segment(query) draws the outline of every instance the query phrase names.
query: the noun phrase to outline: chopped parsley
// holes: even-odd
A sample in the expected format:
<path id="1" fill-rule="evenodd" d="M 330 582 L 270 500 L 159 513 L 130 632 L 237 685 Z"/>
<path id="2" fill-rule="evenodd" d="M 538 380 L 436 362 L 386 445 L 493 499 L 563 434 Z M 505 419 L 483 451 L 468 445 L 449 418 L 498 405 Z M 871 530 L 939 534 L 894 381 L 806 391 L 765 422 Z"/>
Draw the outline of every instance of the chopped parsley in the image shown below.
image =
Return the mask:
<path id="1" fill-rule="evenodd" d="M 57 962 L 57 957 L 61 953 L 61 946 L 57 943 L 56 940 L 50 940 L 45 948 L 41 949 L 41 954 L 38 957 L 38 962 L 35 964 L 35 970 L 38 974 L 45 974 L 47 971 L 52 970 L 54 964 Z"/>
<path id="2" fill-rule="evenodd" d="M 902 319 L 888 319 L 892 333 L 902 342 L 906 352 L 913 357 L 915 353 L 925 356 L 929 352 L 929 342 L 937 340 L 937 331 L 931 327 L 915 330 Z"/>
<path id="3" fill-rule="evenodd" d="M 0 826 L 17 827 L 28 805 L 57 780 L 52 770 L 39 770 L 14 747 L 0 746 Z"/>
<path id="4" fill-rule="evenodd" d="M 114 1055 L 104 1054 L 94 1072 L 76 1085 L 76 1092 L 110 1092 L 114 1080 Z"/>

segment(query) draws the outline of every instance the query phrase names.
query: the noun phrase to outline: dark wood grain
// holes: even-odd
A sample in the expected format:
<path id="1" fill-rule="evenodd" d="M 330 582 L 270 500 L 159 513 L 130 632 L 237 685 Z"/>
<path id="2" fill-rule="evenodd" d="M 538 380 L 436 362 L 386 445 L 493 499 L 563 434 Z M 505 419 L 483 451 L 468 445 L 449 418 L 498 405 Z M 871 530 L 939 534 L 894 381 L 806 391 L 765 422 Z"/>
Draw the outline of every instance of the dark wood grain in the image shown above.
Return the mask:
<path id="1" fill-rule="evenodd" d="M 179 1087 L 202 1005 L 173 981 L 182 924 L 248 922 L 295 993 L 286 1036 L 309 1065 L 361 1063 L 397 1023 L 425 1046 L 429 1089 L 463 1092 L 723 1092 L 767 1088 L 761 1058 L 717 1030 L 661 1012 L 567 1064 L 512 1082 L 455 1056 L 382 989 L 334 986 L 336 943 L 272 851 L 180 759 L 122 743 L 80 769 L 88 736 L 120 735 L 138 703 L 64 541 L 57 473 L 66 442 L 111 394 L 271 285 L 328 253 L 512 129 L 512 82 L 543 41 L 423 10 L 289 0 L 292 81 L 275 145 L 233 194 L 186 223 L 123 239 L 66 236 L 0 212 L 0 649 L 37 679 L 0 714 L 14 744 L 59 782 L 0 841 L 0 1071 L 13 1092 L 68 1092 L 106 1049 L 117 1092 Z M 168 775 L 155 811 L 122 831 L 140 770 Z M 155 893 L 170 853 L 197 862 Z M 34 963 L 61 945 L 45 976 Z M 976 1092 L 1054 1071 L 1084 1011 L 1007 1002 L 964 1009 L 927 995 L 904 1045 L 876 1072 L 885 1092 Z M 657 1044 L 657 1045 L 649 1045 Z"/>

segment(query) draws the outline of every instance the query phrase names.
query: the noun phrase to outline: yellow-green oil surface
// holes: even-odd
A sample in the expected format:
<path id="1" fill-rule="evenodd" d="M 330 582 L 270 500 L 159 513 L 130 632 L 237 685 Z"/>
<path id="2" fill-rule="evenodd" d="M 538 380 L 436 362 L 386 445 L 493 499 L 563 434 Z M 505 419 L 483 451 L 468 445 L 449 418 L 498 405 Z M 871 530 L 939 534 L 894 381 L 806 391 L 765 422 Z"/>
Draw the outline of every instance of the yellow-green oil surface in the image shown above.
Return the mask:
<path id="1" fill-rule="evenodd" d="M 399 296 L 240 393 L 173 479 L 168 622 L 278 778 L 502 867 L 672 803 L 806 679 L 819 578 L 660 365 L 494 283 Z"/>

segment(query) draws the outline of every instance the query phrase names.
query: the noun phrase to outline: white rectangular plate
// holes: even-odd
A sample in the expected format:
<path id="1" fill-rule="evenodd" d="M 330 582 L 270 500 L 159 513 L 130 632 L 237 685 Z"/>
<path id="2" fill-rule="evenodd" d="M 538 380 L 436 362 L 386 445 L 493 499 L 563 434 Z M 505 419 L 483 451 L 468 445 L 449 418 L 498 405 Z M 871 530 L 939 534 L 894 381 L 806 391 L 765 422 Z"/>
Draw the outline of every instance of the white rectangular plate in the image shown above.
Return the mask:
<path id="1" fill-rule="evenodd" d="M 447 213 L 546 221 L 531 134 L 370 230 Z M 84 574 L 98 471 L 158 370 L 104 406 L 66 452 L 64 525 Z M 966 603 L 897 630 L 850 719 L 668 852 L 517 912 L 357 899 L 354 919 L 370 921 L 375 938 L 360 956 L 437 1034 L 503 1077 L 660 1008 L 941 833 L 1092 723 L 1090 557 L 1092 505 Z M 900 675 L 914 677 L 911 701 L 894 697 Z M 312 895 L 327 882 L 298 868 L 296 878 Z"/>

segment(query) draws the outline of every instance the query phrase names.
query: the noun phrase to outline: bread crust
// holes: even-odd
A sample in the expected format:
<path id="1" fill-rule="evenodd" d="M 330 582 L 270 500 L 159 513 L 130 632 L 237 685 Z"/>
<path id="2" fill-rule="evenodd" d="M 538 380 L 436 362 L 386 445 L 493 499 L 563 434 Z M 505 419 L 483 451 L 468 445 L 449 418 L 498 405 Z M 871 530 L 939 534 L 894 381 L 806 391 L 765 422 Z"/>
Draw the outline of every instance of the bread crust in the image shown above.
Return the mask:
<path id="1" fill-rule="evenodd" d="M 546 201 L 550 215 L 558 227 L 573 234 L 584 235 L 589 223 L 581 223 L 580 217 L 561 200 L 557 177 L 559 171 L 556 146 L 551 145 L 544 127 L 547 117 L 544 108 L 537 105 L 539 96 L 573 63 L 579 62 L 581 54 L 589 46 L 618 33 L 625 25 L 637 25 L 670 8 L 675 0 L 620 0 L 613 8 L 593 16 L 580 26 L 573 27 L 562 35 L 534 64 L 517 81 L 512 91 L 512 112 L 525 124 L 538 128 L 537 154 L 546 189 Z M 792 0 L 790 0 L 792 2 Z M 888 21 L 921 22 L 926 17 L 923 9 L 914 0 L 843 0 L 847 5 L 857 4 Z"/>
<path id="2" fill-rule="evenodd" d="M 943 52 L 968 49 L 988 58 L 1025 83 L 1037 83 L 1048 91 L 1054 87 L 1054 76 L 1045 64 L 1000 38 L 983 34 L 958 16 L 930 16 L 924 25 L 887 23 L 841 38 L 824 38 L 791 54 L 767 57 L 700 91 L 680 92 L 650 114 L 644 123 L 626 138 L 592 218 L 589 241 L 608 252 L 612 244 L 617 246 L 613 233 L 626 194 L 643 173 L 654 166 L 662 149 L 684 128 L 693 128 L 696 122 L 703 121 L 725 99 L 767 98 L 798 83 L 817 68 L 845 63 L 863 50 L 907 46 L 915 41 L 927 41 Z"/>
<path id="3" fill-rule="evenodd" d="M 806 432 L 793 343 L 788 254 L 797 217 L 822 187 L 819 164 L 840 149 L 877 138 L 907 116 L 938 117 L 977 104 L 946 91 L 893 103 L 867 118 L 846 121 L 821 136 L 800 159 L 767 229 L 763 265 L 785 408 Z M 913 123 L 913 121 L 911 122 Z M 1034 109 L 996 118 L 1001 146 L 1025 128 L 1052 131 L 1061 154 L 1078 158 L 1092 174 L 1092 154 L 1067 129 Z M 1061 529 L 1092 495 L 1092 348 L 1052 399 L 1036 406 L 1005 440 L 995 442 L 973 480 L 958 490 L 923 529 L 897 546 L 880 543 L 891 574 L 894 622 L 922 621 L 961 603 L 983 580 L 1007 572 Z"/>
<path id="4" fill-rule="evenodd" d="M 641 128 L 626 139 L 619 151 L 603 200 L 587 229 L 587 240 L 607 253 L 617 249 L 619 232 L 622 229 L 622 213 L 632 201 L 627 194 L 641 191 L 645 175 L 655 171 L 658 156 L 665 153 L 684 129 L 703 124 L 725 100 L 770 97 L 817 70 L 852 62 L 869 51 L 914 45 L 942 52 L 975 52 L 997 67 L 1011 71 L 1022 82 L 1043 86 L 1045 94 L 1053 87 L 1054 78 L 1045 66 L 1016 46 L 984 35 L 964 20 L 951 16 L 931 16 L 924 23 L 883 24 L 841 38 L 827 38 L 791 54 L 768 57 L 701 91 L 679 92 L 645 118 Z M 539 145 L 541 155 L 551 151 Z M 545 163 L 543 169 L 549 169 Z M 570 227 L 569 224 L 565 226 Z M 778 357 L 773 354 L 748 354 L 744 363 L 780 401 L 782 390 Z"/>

-*-*-

**DESCRIPTION OF THE TASK:** Can you output, word for word, the lines of the records starting at the very first line and ending at the line that contains "826 L 17 827", with both of those lines included?

**FINISHED ANSWER:**
segment(query) draws the outline of every instance the query phrase names.
query: the noun phrase to outline: chopped parsley
// holes: even-odd
A sample in the expected format:
<path id="1" fill-rule="evenodd" d="M 330 582 L 270 500 L 159 513 L 130 632 L 237 685 Z"/>
<path id="2" fill-rule="evenodd" d="M 538 380 L 436 362 L 386 445 L 493 499 L 563 434 Z M 505 419 L 483 451 L 468 445 L 449 418 L 498 405 Z M 871 530 L 939 534 L 894 381 L 806 391 L 765 422 Z"/>
Draw the outline of every instance of the chopped parsley in the image shown below.
image =
Return the mask:
<path id="1" fill-rule="evenodd" d="M 57 962 L 57 957 L 61 953 L 61 946 L 57 943 L 56 940 L 50 940 L 45 948 L 41 949 L 41 954 L 38 957 L 38 962 L 35 964 L 35 970 L 38 974 L 45 974 L 47 971 L 52 970 L 54 964 Z"/>
<path id="2" fill-rule="evenodd" d="M 902 319 L 888 319 L 892 333 L 902 342 L 906 352 L 913 357 L 915 353 L 925 356 L 929 352 L 929 342 L 937 340 L 937 331 L 931 327 L 915 330 Z"/>
<path id="3" fill-rule="evenodd" d="M 0 826 L 17 827 L 28 805 L 57 780 L 52 770 L 39 770 L 14 747 L 0 746 Z"/>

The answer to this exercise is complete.